What you will do - Could you rewrite every line from the one containing "of the curved" through the one containing "[[555, 207], [378, 259], [502, 395], [420, 401], [587, 381]]", both included, keeping the requests intact and raising every point coordinate in the answers by 57?

Exercise data -
__________________________________________________

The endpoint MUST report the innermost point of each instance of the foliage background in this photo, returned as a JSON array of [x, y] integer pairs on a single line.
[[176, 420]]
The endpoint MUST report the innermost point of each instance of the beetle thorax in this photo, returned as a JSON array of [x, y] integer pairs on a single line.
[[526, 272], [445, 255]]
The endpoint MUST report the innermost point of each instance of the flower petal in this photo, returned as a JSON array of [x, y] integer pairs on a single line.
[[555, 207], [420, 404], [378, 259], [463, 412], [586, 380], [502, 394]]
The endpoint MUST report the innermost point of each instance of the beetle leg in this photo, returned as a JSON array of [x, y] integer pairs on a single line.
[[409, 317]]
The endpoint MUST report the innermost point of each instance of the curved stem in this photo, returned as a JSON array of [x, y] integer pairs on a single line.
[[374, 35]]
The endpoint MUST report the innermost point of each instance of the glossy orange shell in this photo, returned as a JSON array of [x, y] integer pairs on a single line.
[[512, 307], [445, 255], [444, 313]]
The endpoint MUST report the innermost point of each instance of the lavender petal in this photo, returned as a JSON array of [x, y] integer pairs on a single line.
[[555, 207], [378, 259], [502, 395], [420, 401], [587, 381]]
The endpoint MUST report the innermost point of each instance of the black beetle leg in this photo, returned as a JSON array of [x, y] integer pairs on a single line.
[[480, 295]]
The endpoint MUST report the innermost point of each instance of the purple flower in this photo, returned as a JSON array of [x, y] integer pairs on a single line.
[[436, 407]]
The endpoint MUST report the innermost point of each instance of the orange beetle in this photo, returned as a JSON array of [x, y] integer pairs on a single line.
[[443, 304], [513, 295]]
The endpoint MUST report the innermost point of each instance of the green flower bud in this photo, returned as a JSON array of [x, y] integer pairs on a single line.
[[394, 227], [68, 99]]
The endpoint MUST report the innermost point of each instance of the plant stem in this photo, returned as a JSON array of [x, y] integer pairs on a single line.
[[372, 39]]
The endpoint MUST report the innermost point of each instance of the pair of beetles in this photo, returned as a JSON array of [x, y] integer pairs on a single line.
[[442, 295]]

__________________________________________________

Response to the task -
The endpoint MUST report the innermost point of each instance of the curved stem in this photo, returned as a JSON array of [x, y] integer pairs on a single line.
[[431, 92]]
The endpoint MUST report the innermost point of each instance of the glossy orange shell in this photo, returned as a JSON array of [x, y] integer pairs on a single line.
[[569, 364], [502, 312], [501, 370]]
The endpoint MUST report the innermost point of each instance of the lavender petal in this photo, returned as a JSON array of [x, y] integer pairs on a single line.
[[612, 264], [435, 316], [559, 452], [477, 458], [644, 438]]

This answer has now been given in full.